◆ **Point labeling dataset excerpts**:
%%
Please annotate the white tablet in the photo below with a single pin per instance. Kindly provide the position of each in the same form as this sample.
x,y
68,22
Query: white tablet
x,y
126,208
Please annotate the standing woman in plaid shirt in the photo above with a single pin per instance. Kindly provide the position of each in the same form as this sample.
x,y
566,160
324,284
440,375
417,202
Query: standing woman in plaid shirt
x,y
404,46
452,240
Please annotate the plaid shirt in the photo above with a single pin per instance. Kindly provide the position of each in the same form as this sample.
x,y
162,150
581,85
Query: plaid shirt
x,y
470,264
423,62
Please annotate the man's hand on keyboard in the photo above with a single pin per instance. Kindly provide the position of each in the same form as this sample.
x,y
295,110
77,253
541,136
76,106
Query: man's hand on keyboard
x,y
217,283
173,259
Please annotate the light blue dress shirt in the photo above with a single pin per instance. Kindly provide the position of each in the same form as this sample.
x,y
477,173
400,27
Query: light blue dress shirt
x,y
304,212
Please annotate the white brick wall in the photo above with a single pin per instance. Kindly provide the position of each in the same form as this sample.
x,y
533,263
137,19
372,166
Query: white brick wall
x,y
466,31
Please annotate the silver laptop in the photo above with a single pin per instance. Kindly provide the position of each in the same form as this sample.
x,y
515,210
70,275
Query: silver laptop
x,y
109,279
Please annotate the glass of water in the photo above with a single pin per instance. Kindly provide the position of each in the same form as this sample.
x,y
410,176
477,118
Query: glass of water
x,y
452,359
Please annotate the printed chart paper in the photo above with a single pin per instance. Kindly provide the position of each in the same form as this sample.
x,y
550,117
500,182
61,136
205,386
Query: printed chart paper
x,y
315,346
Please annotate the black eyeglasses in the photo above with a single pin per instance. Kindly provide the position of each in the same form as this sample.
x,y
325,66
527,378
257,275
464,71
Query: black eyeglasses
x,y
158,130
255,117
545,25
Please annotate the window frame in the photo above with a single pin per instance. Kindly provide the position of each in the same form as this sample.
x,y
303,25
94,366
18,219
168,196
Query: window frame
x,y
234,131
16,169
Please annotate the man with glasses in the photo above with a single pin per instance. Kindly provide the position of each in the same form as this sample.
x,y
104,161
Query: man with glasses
%%
◆ **Exercise aim**: Copy all of the records above word for word, keeping every line in its original order.

◆ **Result for this task**:
Please annotate the white tablet in the photo below with a single pin per instance. Kindly provide the position of each in the same form as this sample.
x,y
68,22
Query: white tablet
x,y
126,208
Please annotate the standing woman in plaid shirt in the photo above with a single pin per instance. Kindly provide the position of each in the same form as this sample.
x,y
566,160
324,284
440,375
417,202
Query: standing woman in plaid shirt
x,y
404,46
452,240
Please annotate the plaid shirt in the photo above with a single pin per instance. Kindly provide the position of each in the same form as this sample.
x,y
162,150
581,85
Query: plaid shirt
x,y
470,264
423,62
Please annotate the man's hand on keyboard in the photo above with a single pin per instance. Kindly provide the position of each in the same form as this sample.
x,y
295,110
77,253
541,136
76,106
Query: man's hand on keyboard
x,y
217,283
173,259
Please annotate the light blue dress shirt in the photo above with a single pin per instance. Kindly provide the position of each in the same form as this sample.
x,y
477,173
400,27
Query: light blue dress shirt
x,y
304,212
Please annotate the white brick wall in the photo above with a single pin per instance. Kindly provide the position of each in the same form as this sample.
x,y
533,263
137,19
372,166
Query: white brick wall
x,y
466,31
Please annotate the silver laptop in the photo above with a single pin per instance. Kindly provide the position of each in the same form as this sample.
x,y
515,210
70,275
Query: silver laptop
x,y
109,279
Please annotate the glass of water in the photo above with a single pin per instance. Kindly provide the position of each in the same form as this sample.
x,y
410,176
477,118
Query: glass of water
x,y
452,359
Please annotate the printed chart paper in the photo above with a single pin per instance. Kindly provide the position of each in the same form as this sample.
x,y
550,117
500,182
61,136
205,386
Query: printed chart paper
x,y
315,346
Please annotate the black eyeglasses in the photo above with a single pin per instance. Kindly provide the position of each in the same form as this sample.
x,y
325,66
527,378
257,275
464,71
Query: black eyeglasses
x,y
158,130
255,117
545,25
Please annotate the window frame in the photo above with a single pin per instance. Kindly provide the position of each in the same form as this sample.
x,y
303,25
94,366
18,219
168,196
Query: window frame
x,y
234,131
16,169
Please annotate the man with glasses in the photo above with a single pin per instance. Kindly provide the position of each in the same form as this sample.
x,y
104,161
Query: man with glasses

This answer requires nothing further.